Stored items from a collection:
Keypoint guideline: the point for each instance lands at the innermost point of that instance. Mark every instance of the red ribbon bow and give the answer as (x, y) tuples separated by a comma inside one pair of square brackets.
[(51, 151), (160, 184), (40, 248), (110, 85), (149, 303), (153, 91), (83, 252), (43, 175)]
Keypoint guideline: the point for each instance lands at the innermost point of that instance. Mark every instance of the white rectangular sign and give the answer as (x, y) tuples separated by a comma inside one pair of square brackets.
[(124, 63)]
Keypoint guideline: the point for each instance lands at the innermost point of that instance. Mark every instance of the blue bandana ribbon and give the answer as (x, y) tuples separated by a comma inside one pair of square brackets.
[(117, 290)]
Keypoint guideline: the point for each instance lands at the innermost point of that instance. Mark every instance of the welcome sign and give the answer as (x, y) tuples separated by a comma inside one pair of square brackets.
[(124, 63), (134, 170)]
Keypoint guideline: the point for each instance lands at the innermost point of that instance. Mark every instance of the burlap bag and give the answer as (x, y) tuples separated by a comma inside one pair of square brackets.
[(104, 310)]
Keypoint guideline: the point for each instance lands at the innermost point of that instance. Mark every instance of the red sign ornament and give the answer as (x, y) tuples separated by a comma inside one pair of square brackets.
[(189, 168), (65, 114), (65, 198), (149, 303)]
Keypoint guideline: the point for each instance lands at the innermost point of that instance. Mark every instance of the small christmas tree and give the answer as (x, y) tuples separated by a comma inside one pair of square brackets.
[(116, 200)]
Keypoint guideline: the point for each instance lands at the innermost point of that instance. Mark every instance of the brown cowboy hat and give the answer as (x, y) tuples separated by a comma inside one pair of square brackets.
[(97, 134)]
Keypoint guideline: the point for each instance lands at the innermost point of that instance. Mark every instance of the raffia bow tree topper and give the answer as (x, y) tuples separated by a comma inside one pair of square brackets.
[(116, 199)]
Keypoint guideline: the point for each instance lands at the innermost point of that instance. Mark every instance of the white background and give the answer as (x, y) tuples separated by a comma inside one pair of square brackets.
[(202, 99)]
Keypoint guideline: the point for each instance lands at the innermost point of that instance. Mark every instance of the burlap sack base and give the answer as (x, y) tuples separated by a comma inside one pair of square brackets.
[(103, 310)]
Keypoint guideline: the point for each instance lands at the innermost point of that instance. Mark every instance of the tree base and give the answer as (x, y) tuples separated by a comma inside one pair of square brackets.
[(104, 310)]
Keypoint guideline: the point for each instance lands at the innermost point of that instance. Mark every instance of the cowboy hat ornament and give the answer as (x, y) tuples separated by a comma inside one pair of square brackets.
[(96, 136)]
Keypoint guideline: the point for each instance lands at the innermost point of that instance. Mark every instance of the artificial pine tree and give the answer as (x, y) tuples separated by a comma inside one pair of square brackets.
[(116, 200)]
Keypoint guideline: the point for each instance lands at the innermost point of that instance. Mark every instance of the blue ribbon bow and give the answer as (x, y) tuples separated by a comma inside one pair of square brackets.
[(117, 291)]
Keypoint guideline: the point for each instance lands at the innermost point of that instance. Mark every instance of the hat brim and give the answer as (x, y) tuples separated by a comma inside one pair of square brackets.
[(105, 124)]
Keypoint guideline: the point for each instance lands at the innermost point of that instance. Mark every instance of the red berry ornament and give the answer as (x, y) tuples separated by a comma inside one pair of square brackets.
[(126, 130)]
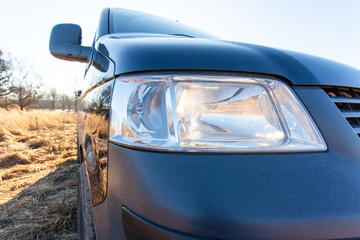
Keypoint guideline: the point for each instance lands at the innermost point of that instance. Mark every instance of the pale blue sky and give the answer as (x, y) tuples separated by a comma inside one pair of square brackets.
[(326, 28)]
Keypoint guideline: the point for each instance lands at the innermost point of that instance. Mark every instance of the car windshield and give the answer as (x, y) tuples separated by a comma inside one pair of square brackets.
[(127, 21)]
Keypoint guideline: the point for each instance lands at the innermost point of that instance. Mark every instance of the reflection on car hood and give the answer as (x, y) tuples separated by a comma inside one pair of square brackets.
[(149, 52)]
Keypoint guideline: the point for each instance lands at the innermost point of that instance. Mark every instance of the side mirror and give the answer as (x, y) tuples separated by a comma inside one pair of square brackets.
[(65, 43)]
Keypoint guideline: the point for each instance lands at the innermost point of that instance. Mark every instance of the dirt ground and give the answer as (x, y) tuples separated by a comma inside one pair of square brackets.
[(38, 175)]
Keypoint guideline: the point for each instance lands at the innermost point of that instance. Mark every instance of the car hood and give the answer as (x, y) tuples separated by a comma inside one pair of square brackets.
[(151, 52)]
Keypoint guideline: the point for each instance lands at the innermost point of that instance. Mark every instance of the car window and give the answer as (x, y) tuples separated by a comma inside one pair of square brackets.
[(127, 21)]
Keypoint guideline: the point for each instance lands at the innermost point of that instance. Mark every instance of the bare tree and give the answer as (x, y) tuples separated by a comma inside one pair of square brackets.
[(53, 97), (24, 86), (5, 75)]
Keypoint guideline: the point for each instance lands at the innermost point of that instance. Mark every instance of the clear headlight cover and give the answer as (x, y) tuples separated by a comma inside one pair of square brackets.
[(210, 113)]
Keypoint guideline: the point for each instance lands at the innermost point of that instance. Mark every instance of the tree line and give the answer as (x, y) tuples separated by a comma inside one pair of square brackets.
[(22, 87)]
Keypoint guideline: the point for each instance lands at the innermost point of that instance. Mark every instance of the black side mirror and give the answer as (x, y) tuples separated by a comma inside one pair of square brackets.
[(65, 43)]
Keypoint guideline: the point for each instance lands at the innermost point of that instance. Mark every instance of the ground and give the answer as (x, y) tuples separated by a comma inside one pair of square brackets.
[(38, 174)]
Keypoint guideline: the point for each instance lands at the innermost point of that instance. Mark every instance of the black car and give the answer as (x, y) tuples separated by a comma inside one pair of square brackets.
[(182, 135)]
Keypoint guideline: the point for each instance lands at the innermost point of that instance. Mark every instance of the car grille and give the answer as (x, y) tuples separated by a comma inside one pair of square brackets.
[(348, 102)]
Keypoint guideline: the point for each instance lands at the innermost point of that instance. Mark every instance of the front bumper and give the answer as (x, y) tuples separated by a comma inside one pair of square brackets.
[(232, 196)]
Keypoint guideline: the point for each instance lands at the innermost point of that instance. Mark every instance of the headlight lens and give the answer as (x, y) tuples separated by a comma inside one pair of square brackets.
[(210, 113)]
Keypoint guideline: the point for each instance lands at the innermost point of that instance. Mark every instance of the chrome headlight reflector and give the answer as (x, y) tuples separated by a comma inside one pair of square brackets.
[(222, 113)]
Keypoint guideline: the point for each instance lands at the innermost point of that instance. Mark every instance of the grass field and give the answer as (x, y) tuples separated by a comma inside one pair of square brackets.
[(38, 175)]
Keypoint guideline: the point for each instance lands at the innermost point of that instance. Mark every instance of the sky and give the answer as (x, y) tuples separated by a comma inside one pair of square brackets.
[(325, 28)]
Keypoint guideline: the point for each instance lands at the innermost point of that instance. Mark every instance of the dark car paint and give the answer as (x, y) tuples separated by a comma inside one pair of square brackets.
[(93, 122), (145, 53), (226, 196), (294, 195)]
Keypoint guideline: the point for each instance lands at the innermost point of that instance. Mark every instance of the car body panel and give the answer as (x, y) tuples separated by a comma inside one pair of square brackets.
[(93, 127), (307, 195), (227, 196), (149, 52)]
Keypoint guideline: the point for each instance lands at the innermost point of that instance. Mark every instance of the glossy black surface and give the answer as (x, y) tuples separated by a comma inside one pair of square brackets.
[(221, 196), (137, 228), (93, 124), (141, 52), (227, 196)]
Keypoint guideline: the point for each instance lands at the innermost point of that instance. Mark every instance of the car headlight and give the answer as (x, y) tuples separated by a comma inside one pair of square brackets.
[(197, 112)]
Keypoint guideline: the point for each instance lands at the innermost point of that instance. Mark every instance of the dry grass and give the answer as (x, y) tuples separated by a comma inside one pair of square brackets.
[(38, 175)]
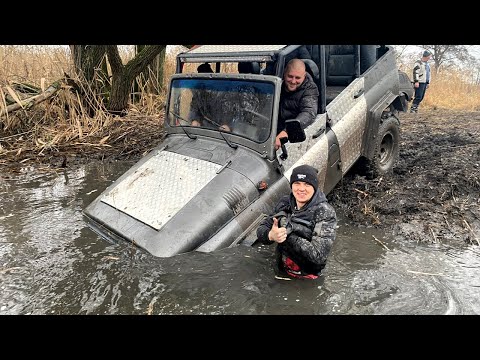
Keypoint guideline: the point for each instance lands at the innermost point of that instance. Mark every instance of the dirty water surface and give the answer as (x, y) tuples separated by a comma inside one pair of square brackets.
[(52, 263)]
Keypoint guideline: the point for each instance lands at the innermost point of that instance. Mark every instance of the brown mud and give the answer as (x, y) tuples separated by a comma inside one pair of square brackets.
[(431, 196)]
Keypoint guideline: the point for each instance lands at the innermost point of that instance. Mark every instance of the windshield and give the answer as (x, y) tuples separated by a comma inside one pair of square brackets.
[(242, 107)]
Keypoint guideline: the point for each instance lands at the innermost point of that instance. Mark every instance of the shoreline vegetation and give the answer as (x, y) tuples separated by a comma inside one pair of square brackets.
[(58, 131)]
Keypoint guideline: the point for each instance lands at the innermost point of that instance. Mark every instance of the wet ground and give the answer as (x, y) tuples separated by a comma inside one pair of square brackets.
[(433, 194), (406, 244), (52, 263)]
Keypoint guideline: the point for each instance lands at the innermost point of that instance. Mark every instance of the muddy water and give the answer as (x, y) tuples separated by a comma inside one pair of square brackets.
[(52, 263)]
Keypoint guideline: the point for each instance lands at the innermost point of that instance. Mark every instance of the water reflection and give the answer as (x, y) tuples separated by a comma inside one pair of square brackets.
[(50, 262)]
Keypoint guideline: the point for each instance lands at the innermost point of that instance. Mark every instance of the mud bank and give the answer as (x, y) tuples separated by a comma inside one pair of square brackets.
[(433, 193)]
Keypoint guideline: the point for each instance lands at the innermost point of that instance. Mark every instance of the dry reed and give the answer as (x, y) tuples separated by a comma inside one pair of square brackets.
[(64, 122)]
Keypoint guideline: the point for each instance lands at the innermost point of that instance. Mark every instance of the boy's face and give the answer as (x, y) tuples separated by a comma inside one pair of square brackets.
[(302, 192)]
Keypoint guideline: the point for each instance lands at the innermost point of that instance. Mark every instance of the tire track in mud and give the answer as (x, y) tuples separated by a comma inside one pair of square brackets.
[(432, 195)]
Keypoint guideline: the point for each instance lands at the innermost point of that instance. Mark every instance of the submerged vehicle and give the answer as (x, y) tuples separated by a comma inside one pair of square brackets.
[(209, 184)]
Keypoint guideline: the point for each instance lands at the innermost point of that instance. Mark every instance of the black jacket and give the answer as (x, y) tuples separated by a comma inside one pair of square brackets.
[(307, 245), (301, 104)]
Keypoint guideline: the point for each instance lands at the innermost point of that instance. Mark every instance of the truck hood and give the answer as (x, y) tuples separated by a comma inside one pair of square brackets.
[(171, 203)]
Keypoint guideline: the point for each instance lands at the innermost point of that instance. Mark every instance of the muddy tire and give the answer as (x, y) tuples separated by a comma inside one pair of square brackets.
[(386, 149)]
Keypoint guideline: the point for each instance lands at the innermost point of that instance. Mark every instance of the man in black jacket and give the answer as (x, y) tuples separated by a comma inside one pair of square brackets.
[(299, 98), (303, 225)]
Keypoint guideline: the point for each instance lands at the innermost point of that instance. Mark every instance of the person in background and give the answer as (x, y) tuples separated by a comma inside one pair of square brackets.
[(303, 225), (298, 99), (421, 79)]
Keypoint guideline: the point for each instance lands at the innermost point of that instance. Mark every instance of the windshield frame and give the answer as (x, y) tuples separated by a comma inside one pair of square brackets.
[(265, 147)]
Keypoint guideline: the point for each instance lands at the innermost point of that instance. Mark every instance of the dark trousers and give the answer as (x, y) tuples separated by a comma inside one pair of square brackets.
[(419, 94)]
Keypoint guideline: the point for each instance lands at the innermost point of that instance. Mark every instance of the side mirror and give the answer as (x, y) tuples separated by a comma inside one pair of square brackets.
[(294, 131)]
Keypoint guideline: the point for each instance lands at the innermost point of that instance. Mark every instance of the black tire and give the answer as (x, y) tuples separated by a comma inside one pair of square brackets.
[(386, 150)]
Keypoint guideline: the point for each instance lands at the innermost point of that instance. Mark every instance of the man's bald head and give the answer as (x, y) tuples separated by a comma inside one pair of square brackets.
[(294, 74)]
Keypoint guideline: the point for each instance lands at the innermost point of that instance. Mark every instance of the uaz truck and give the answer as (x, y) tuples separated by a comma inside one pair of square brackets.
[(207, 187)]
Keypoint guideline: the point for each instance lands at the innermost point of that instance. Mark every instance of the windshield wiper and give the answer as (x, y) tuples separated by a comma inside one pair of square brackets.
[(233, 146), (183, 128)]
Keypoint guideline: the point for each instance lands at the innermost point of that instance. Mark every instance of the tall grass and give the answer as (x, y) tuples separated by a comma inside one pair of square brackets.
[(42, 65), (449, 90)]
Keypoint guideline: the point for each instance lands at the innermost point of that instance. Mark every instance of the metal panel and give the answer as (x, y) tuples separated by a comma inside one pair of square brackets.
[(348, 118), (161, 187), (345, 101), (217, 58), (234, 48)]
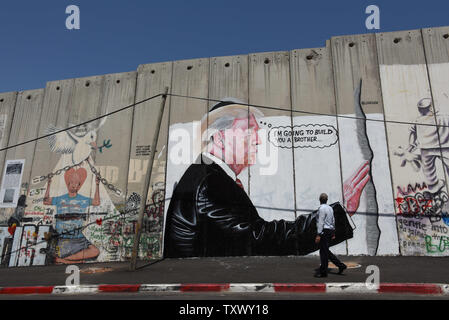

__Aim__
Write out the records again, beginning at the line that contains "the red berry" and continuing through the line that contains "[(151, 52)]", replacing "side mirror" with "rearview mirror" and leaving everything else as it is. Omit the pictures.

__Answer to the task__
Keypoint guideline: the point for each instance lands at the innermost point of that instance. Mark every instance of the red berry ornament and give the answer as (x, y) tuples separated by a comma inside one pair of square brackets.
[(126, 130)]
Keypoint guideline: the point for each instance lands at the innermost point of that instance. Mark every instance of the pale blue sky and give the answer as (x, y) tuples separated by a comma inside one pair of square brackets.
[(326, 28)]
Keypoint guideline: the point for each instance lands at the innermost point of that instance. Mark every instance of the car windshield and give the answer as (x, y) tuples separated by a comma inside one pair of square brackets.
[(127, 21)]
Keypoint guideline: the point for each instance lands at the innermost point of that instance. Mark every instance of the reflection on car hood and give the answer as (x, y) tuples separated by a comma inside one pair of square brackets.
[(149, 52)]
Keypoint guideline: the point for each instance lands at the innermost point of that instance. Mark every instance of the rearview mirror and give the answer as (x, y) tuples separated by a comma inside one pair of square brackets.
[(65, 43)]
Keypoint guideline: the point for each instance lands at the innermost point of that instance. Mark every instance of the dirt ground and give the answer as (x, y) tuples separated by a comma inside one pair of square brackets.
[(38, 175)]
Keypoint guideline: the point for each instance lands at the innermost point of that instance. Mark every instance of the car hood and give the answer as (x, y) tuples separated by a comma inside one pair of square brackets.
[(151, 52)]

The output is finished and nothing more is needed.